◆ **What this task involves**
Output every entry exactly as given.

===== Supplied material

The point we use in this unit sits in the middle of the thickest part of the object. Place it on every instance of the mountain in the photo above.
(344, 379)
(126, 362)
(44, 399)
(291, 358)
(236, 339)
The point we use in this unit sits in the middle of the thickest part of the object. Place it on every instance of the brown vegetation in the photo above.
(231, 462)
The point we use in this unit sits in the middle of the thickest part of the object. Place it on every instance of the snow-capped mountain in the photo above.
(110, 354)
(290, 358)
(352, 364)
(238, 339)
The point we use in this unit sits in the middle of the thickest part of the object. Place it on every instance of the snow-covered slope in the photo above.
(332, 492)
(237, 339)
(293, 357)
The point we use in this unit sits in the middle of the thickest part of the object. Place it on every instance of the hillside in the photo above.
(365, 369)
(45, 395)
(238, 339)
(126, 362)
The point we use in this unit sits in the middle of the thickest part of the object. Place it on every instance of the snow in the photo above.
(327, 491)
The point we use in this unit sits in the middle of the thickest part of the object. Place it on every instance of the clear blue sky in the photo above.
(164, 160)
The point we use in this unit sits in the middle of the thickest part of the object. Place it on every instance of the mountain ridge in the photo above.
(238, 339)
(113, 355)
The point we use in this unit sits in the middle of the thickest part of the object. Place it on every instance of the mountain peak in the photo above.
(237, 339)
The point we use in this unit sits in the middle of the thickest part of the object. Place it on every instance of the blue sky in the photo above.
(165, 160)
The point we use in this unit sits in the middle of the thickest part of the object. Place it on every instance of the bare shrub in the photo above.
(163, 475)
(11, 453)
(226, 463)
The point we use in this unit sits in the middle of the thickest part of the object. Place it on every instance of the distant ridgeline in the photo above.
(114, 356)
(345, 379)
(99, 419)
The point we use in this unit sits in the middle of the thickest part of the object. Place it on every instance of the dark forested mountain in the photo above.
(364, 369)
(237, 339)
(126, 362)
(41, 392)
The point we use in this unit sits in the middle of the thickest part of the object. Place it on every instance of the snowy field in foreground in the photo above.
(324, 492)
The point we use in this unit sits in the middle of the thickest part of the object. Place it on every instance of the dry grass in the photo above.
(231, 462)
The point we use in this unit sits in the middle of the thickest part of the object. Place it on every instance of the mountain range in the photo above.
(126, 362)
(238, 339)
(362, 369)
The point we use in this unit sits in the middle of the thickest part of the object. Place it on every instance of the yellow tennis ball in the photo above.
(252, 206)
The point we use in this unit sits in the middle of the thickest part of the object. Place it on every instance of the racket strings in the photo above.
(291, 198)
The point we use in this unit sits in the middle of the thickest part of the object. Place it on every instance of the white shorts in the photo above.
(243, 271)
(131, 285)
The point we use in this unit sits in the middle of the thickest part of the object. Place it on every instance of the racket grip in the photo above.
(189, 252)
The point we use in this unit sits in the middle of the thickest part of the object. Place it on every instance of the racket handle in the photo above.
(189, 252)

==========

◆ **Response area**
The point we use in this unit sits in the middle of the thickest part of the object. Place it on every instance of the mountain in the photo above.
(344, 379)
(126, 362)
(44, 399)
(291, 358)
(236, 339)
The point we use in this unit sits in the middle of the thickest part of the object. Place it on every instance of the brown vegetation in the photo above.
(231, 462)
The point we use in this unit sits in the middle of the thickest part of the object. Place it on every instance of the snow-capped mountain in the photo above.
(110, 354)
(290, 358)
(352, 364)
(238, 339)
The point we use in this unit sits in the middle of the thickest part of the object. Place it on every instance of the snow-covered slope in the photo above.
(332, 492)
(237, 339)
(293, 357)
The point we use in this unit sits in the middle of the thickest part of the object. Place it on every instance of the hillside in the photo above.
(365, 369)
(45, 395)
(238, 339)
(126, 362)
The point we use in this unit sits in the middle of the thickest part of the object. Place it on every instance of the snow in the photo above.
(327, 491)
The point we use in this unit sits in the middle of the thickest part of the object. Place it on every instance of the clear blue sky in the photo above.
(164, 160)
The point we use in this unit sits in the middle of the thickest part of the object. Place it on every instance of the mountain ridge in the photo above.
(238, 339)
(113, 355)
The point we use in this unit sits in the middle of the thickest part of the object. Place it on every instance of the mountain peak in the photo above.
(237, 339)
The point we use in this unit sits in the middle of the thickest part of the object. Place it on every instance of the blue sky in the photo above.
(165, 160)
The point we use in this unit sits in the middle of the thickest part of the object. Place it on every instance of the bare shrub in the photo above.
(163, 475)
(11, 453)
(226, 463)
The point we use in this unit sits in the middle of the thickest part of the object. Place it on every instance of the distant ridgeline in the photo above.
(114, 356)
(345, 379)
(99, 419)
The point we use in this unit sits in the middle of the thickest part of the object. Place it on every instance of the dark forested mountain in the photo above.
(364, 369)
(237, 339)
(126, 362)
(41, 392)
The point we use in this unit sits in the middle of the thickest part of the object. Place it on every instance of the snowy field in foreground in the photo above.
(324, 492)
The point we use in this unit sits in the middle of the thickest part of the object. Place it on every instance of the dry grass in the photo above.
(231, 462)
The point we use in this unit sits in the middle of the thickest part of the object. Place it on every instance of the mountain range in the photo above.
(126, 362)
(238, 339)
(362, 369)
The point we use in this unit sits in the middle of the thickest part of the object. Place it on every instance of the yellow tennis ball in the photo above.
(252, 206)
The point we use in this unit sits in the middle of the thickest part of the object. Place it on every instance of the racket strings in the photo above.
(291, 198)
The point we use in this unit sits in the middle of the thickest part of the object. Place it on every instance of the white shorts in the photo above.
(243, 271)
(131, 285)
The point we use in this unit sits in the middle of the thickest part of the object. Place it on every instance of the racket grip in the photo above.
(189, 252)
The point we use in this unit sits in the middle of the thickest part of the object. Place it on every instance of the racket handle in the photo above.
(189, 252)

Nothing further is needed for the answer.